Give again, word for word, every line below from the one that has "of the hoodie" through the one that has "of the smartphone", both included, and no others.

Extracted records:
..........
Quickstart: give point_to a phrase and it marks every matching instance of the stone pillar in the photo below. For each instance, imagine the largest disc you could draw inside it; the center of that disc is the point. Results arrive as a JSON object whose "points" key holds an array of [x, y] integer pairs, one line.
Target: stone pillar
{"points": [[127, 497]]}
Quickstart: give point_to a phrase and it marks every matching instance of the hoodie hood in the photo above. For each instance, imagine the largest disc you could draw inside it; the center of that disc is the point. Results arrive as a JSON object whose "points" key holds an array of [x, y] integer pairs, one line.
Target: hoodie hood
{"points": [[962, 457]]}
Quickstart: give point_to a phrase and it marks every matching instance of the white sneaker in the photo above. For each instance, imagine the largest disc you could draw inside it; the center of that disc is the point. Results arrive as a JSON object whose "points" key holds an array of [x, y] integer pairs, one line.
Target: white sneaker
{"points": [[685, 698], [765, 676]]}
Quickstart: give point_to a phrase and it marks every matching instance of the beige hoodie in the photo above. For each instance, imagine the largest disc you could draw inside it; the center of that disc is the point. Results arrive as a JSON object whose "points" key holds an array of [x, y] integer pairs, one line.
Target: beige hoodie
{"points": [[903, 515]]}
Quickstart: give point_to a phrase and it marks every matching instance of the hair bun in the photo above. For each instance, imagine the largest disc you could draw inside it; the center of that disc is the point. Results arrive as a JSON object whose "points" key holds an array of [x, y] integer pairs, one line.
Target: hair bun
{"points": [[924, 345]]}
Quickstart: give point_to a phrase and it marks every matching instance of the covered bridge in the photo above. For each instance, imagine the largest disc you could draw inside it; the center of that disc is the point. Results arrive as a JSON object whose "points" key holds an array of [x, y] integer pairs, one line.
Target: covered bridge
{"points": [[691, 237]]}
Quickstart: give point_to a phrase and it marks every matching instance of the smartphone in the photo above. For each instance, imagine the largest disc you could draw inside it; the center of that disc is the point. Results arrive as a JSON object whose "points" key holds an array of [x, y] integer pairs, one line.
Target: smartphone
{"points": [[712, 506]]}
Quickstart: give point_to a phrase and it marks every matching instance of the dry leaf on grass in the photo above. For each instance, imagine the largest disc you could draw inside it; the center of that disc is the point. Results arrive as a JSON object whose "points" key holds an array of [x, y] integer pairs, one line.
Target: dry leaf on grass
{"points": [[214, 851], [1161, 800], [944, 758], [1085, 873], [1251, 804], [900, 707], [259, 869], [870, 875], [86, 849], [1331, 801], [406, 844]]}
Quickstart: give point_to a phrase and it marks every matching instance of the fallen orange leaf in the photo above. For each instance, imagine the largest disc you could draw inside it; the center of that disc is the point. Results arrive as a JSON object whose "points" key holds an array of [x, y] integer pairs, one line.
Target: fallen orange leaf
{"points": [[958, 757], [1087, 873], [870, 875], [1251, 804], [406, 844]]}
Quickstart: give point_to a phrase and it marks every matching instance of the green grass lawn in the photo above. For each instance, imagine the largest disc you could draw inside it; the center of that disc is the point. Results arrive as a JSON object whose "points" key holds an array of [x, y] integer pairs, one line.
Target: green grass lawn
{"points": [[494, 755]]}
..........
Finished exercise:
Quickstart: give point_to a phrase and it marks every matching instance of the hoodie hood in the photo above. For each instance, imagine the largest disc you could draw inside it; the center of that disc is the point. Results arrive as a JSON object whose "points" key holds an array of [x, y] integer pairs, one line.
Target: hoodie hood
{"points": [[962, 457]]}
Quickstart: give point_to a phrase and it marks every matching instance of the white sneaker in the photo above. For each instance, imagine the largest disc you could draw inside it; the center of that disc is the point. Results arrive as a JSON object whose "points" key holds an array of [x, y] integer pairs, one line.
Target: white sneaker
{"points": [[685, 698], [765, 676]]}
Quickstart: give point_to a phrase and it marks every matching instance of the beige hoodie in the photo above. For each instance, imagine the largest disc you could draw inside it; the center of that disc is the point. Results arrive as a JSON object whose "points" key holds an array of [x, y] integer pairs, one line.
Target: beige hoodie
{"points": [[903, 515]]}
Quickstart: give point_to a phrase and it marks every matching instance of the hair bun in the photo above. For each instance, imagine the largest disc you could draw inside it; the center of that disc is the point. Results arrive as a JSON object whose "points" key holds an array of [x, y] integer pairs, one line.
Target: hair bun
{"points": [[924, 345]]}
Quickstart: give point_to a phrase and it marks every matching instance of the covered bridge in the photo above. For each instance, imagine the largest disc you could draw inside it; the center of that disc is the point. Results arrive as a JSON object whose "points" key holds an array of [x, y] integer pairs, one line.
Target: covered bridge
{"points": [[691, 237]]}
Quickstart: give point_to a phrase and it marks every matching instance of the smartphone in the photo above. For each instance, imagine the largest disc you could draw inside it; the center of that disc is the point. Results arrive as a JSON object whose "points" key holds an array of [x, y] integer pairs, one line.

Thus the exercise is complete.